Suaeda fruticosa is a species of flowering plant in the family Amaranthaceae (formerly placed in the family Chenopodiaceae). It is a small shrub, with very variable appearance over its wide range. It is a halophyte, and occurs in arid and semi-arid saltflats, salt marshes and similar habitats.

==Description==
Suaeda fruticosa is a low shrub growing to a height of about 1 to 2 m. It is extremely variable throughout its wide range in height, growth habit, colouring, internode length, leaf shape, and the size and orientation of inflorescences and fruits. It is usually a rounded, much-branched bush but can be prostrate, climbing or straggling. It is densely-branched, the stems feeling very rough when the leaves are shed, pale green at first, becoming grey and fissured. The leaves are succulent, the smaller ones being long and narrow while the larger ones are elliptical. The flowers grow in clusters in the leaf axils. Some are bisexual, being drum-shaped and up to 1.5 mm wide, with five succulent tepals fused to a third of their length. Others are entirely female, rather smaller with non-succulent tepals, fused for half their length, persistent and partly concealing the fruit. There are three stigmas. The perianth enlarges in the bisexual fruits but remains unchanged in the female fruits. Reproduction is mainly by seed, which are black and shining, slightly flattened, globular or drop-shaped. It has a chromosome number of 2n=36.

==Taxonomy==
The species has a complicated taxonomic history, and other species have been called S. fruticosa for a very long time. Two later homonyms of Suaeda fruticosa Forssk. ex J.F.Gmel. exist:

- Suaeda fruticosa (L.) Delile is a synonym of Suaeda vera Forssk. ex J.F.Gmel..
- Suaeda fruticosa Hook. & Arn. is a synonym of Suaeda nigra (Raf.) J.F.Macbr.

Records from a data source
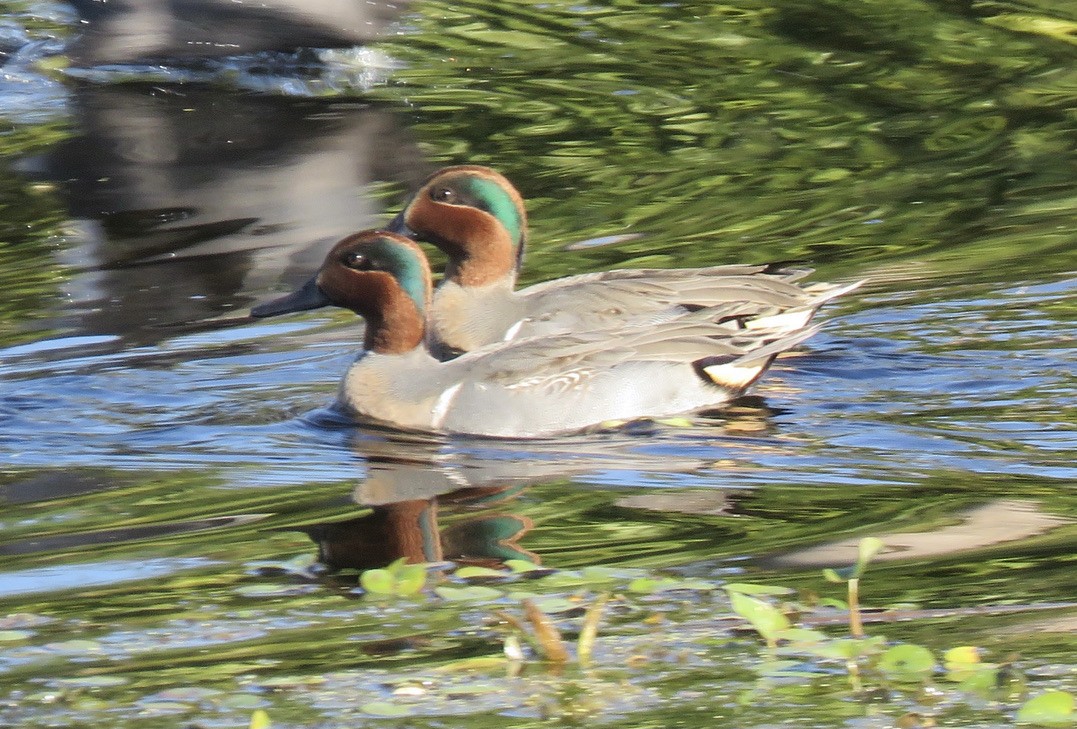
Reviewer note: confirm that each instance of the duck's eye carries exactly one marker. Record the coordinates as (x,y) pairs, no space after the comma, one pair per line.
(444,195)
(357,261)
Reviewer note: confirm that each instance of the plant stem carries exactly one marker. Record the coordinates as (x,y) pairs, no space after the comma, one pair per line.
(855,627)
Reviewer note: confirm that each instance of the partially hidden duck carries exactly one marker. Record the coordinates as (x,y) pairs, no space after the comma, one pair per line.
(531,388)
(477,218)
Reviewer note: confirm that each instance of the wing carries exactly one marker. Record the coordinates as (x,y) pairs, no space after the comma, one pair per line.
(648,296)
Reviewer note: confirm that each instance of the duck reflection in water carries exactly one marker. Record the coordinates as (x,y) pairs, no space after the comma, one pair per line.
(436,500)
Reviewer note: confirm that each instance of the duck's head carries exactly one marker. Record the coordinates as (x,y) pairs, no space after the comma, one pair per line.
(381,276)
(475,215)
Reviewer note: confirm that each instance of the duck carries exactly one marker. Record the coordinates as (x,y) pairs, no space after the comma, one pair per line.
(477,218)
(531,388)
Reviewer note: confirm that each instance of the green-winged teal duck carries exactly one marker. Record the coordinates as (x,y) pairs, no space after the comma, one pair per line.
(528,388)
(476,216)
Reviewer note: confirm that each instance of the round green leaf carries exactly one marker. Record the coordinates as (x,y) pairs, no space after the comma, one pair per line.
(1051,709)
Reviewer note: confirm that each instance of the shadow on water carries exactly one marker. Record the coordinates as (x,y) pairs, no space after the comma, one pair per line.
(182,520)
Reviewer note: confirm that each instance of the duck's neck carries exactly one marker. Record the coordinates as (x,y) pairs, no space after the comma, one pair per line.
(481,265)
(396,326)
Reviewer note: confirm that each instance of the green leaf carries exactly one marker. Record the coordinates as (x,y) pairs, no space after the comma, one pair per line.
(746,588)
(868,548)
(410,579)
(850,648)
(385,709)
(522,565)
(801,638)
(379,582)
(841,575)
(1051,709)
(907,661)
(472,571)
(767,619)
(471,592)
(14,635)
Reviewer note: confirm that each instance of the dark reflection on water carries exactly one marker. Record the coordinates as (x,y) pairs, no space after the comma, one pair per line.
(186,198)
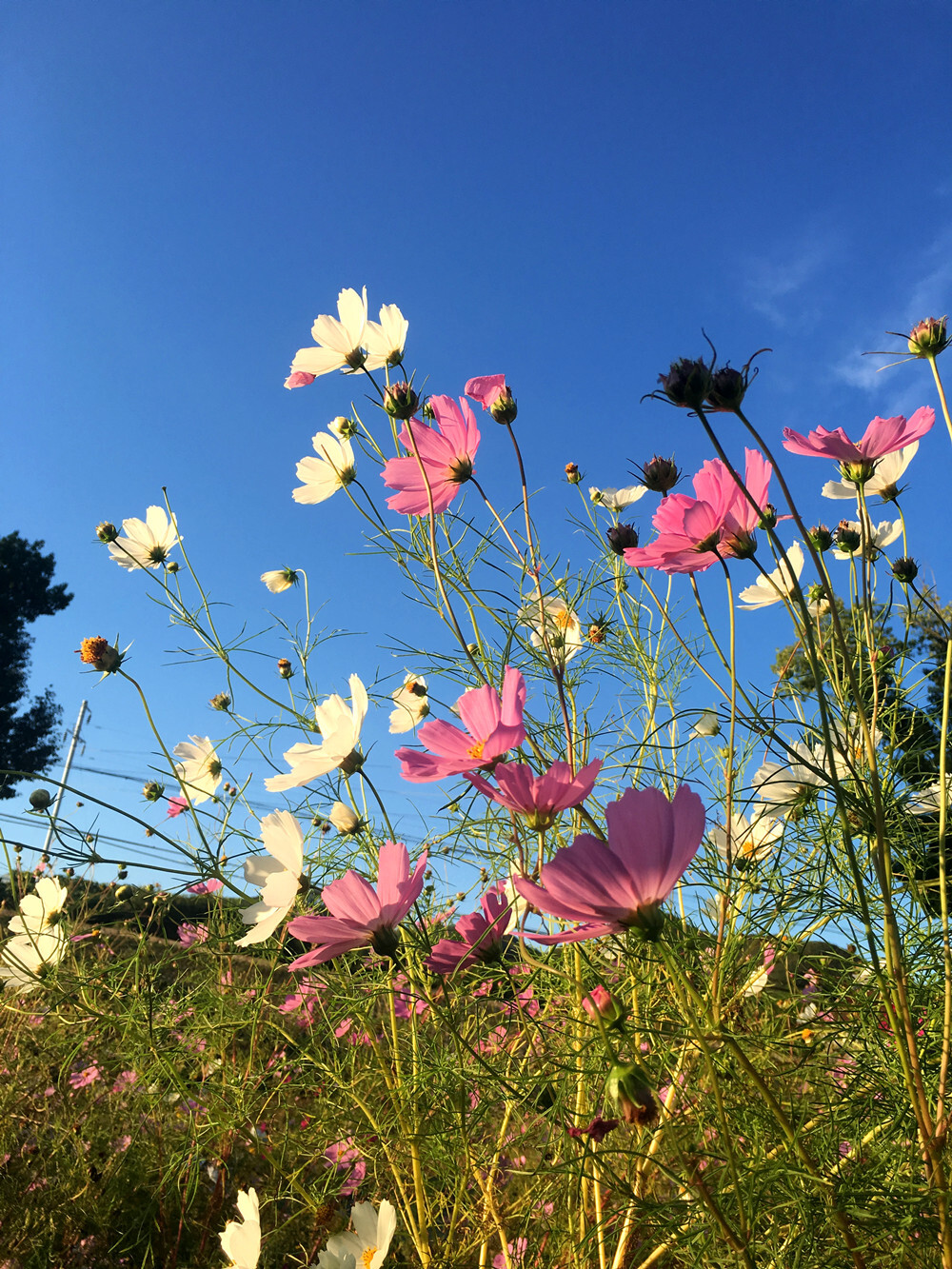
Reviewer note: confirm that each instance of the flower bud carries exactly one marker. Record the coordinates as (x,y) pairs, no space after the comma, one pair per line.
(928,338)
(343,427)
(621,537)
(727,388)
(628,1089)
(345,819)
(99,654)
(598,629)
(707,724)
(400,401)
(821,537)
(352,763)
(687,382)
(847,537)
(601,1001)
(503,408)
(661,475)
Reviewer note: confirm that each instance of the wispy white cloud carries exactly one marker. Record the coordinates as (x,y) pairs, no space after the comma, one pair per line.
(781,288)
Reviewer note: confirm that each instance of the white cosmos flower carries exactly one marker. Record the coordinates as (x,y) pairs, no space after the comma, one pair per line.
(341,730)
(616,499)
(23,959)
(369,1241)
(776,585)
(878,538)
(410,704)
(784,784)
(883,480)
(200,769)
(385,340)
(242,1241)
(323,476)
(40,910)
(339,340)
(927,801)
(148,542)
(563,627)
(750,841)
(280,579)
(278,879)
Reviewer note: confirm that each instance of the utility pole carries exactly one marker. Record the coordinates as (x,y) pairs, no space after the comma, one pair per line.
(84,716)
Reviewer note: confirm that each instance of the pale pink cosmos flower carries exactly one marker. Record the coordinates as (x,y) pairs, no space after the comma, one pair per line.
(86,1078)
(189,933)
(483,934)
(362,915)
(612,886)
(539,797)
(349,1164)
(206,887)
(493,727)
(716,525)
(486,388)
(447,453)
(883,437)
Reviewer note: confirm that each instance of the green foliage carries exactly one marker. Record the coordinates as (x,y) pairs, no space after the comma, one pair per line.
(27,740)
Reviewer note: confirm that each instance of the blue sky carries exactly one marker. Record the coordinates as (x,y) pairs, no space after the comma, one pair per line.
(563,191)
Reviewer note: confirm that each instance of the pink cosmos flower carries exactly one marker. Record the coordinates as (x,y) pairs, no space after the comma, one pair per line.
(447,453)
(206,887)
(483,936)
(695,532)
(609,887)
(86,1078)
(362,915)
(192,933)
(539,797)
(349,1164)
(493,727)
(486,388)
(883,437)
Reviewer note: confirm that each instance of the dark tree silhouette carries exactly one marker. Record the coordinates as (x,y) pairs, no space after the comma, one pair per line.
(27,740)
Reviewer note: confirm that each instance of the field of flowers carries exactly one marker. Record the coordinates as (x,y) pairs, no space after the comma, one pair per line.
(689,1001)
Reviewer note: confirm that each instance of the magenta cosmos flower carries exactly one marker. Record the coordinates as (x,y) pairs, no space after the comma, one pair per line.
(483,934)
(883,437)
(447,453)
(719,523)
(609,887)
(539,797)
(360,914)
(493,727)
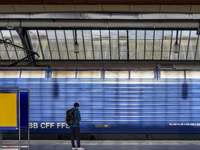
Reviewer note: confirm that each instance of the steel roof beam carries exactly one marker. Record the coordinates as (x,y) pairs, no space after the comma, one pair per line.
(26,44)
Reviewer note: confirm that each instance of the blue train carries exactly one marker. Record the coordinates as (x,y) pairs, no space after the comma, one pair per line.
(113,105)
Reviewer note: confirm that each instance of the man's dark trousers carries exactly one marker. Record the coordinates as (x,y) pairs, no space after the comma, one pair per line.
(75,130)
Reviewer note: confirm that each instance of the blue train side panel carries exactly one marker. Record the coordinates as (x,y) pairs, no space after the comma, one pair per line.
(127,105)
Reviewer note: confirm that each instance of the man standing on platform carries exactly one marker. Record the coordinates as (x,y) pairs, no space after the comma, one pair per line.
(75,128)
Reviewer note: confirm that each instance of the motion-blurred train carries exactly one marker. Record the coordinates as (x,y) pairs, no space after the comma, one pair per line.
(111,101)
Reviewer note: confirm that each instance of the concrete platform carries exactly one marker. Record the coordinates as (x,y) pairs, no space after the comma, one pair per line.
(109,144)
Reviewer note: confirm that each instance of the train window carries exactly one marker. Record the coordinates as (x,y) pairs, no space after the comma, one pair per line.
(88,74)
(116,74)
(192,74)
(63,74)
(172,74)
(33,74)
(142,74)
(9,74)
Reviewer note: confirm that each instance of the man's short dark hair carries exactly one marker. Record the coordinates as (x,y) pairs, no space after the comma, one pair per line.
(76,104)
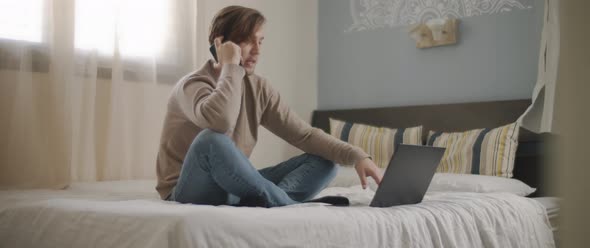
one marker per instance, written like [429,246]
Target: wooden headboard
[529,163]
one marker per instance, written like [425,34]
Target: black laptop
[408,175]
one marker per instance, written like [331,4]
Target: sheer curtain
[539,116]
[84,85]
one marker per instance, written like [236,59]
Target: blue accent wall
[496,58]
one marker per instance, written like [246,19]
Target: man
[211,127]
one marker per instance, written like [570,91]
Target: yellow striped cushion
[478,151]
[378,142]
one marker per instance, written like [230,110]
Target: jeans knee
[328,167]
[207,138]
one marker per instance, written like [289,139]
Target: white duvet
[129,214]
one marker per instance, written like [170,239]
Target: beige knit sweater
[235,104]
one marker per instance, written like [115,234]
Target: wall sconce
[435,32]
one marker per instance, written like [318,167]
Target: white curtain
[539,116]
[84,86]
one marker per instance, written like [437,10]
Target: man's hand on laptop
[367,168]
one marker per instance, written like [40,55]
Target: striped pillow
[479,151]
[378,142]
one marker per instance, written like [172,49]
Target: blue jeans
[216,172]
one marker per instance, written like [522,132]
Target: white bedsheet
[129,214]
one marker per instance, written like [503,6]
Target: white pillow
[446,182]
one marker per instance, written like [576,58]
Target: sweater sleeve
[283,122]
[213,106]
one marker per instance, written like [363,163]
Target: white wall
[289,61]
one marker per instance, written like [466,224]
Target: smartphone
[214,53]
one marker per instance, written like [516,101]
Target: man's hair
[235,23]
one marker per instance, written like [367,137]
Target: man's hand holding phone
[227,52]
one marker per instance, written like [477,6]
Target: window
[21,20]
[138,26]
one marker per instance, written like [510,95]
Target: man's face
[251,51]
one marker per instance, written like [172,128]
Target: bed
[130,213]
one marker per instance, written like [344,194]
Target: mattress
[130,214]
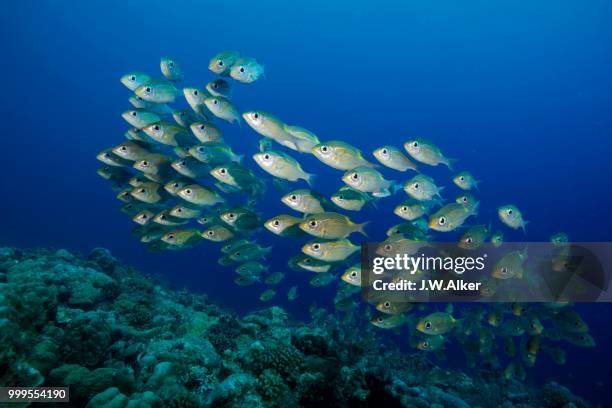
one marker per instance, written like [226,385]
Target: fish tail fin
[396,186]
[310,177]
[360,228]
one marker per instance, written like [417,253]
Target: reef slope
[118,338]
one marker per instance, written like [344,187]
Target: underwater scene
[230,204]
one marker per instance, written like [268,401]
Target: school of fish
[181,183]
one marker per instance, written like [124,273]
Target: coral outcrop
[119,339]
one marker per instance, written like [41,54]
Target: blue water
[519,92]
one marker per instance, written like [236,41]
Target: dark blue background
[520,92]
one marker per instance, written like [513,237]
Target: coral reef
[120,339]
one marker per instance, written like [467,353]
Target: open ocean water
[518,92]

◆ Directions
• A. According to the Suaeda fruticosa text, why does the name S. fruticosa cause taxonomic confusion?
• B. What chromosome number does the Suaeda fruticosa text give for the species?
• C. Carry on the Suaeda fruticosa article from the point where it stops.

◆ Answer list
• A. Other species have been called S. fruticosa for a very long time. Two later homonyms of Suaeda fruticosa Forssk. ex J.F.Gmel. exist. Suaeda fruticosa (L.) Delile is a synonym of Suaeda vera, and Suaeda fruticosa Hook. & Arn. is a synonym of Suaeda nigra.

• B. 2n=36

• C.
In Europe, what was formerly called S. fruticosa is now known to be S. vera, whereas in Africa what was formerly identified as S. fruticosa is now thought to be either S. vera or S. vermiculata. The 'real' S. fruticosa Forssk. ex J.F.Gmel. occurs from the Arabian Peninsula and the Middle East eastwards to the Indian subcontinent, however, here it has in some cases been misidentified as S. vermiculata. In Israel all three species may occur (or not), elsewhere S. fruticosa does not appear to occur in the same countries as the other two species.

The name S. fruticosa has furthermore also been misapplied in North America to plants of the species S. nigra.

==Distribution==
It occurs in the Arabian peninsula, Iran, Afghanistan and the Indian sub-continent.

==Ecology==
It is a common and widespread species growing on sometimes-flooded alluvial land, drier areas, coastal regions, salt flats and salt marshes on soils that are sandy and soils that have a lot of clay.

This plant is common in the saltlands of the Indian sub-continent, and is one of the dominant plants in the Tamarix/Salvadora/Suaeda climax vegetation. Other associated plants include Zygophyllum simplex, Cressa cretica, Caroxylon imbricatum, Salsola stocksii, Aeluropus lagopoides and Sporobolus helvolus. The few trees and shrubs growing in these saline habitats include Salvadora persica, Salvadora oleoides, Tamarix dioica and Capparis decidua.

==Uses==
It is one of a number of plants high in sodium known as barilla which were used to make soda ash for use in the soap and glass industries. Large quantities were exported from India in the 18th and 19th centuries, and S. fruticosa and various chenopods, are still collected from the seasonal salt marshes in the Rann of Kutch for local use in the manufacture of soap and baking soda.
It also provides forage for camels.

The seeds could be a potential source of edible oils which are rich in unsaturated fatty acids. The plant is an obligate halophyte and can be used to reduce the salinity of soils.